- _WRITTEN INSTRUCTION_: Copy out, exactly as written, only the line containing "Reviewer note: every instance of the water" and the lines after it through the end of the records.

- _STORED ROWS_:
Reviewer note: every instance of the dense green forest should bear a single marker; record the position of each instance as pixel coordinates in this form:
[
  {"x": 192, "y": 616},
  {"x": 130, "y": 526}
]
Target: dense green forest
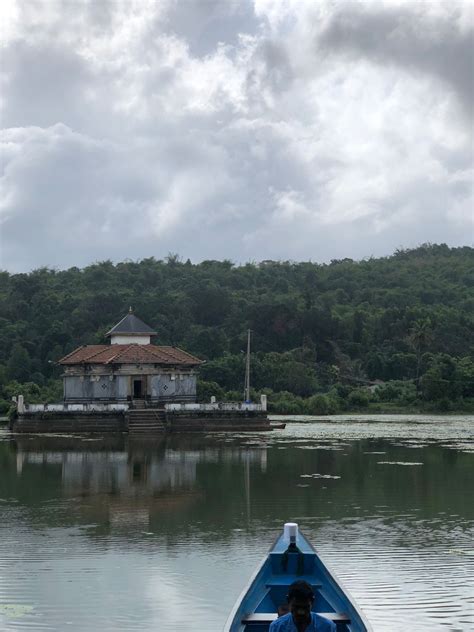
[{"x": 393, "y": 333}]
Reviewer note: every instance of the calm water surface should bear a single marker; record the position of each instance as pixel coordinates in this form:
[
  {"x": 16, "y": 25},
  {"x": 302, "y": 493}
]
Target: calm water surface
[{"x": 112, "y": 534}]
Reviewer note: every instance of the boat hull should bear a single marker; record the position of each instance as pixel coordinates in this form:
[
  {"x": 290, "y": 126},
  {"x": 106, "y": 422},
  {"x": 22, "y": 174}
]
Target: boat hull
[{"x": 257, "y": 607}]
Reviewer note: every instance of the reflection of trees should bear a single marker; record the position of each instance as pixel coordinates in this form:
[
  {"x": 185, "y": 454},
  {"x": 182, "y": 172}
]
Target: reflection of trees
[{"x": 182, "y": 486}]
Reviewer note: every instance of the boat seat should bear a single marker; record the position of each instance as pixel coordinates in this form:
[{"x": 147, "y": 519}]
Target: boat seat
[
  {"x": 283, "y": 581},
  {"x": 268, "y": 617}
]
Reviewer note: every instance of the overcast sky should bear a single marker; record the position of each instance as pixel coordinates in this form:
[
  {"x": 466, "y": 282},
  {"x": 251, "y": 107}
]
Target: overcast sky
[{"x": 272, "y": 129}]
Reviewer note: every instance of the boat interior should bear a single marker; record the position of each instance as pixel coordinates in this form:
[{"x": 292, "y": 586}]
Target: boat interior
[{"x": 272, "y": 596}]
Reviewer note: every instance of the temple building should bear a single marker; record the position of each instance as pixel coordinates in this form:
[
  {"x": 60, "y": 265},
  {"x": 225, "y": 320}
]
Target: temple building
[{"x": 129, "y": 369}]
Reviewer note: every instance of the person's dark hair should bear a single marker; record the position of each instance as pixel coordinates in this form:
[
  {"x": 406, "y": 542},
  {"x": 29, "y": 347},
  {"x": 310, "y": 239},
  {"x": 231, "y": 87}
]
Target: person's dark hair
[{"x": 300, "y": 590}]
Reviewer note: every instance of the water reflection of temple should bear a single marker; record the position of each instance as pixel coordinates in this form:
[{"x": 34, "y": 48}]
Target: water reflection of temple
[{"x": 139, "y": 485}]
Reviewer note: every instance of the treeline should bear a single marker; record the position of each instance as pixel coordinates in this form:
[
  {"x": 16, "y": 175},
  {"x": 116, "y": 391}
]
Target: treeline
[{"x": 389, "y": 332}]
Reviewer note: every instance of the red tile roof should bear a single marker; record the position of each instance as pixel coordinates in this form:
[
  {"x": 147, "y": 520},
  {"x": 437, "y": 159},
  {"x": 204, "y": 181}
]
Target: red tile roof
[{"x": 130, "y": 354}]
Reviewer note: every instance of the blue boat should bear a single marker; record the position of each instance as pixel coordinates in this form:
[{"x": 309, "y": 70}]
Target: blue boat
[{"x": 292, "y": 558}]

- _EXPECTED ANSWER_:
Reviewer note: every instance of the water reflection of temple should bear a single marker; record the position of each instance as pixel coordinates in this form:
[{"x": 34, "y": 48}]
Target: water reflection of temple
[{"x": 139, "y": 485}]
Reviewer note: every instance of the treeline should bear a single marker; record the position of each instance as pixel coordinates in this form:
[
  {"x": 16, "y": 175},
  {"x": 116, "y": 391}
]
Target: treeline
[{"x": 389, "y": 332}]
Reviewer note: every instance of the red tile roof should bear a single marker; record the position of each instance as pixel coordinates in this form:
[
  {"x": 147, "y": 520},
  {"x": 437, "y": 159},
  {"x": 204, "y": 181}
]
Target: red tile roof
[{"x": 130, "y": 354}]
Reviewer note: every instance of the blue boat should bear a single marker; record the position of each instance as pixel coordinates in this form:
[{"x": 309, "y": 70}]
Target: blue boat
[{"x": 292, "y": 558}]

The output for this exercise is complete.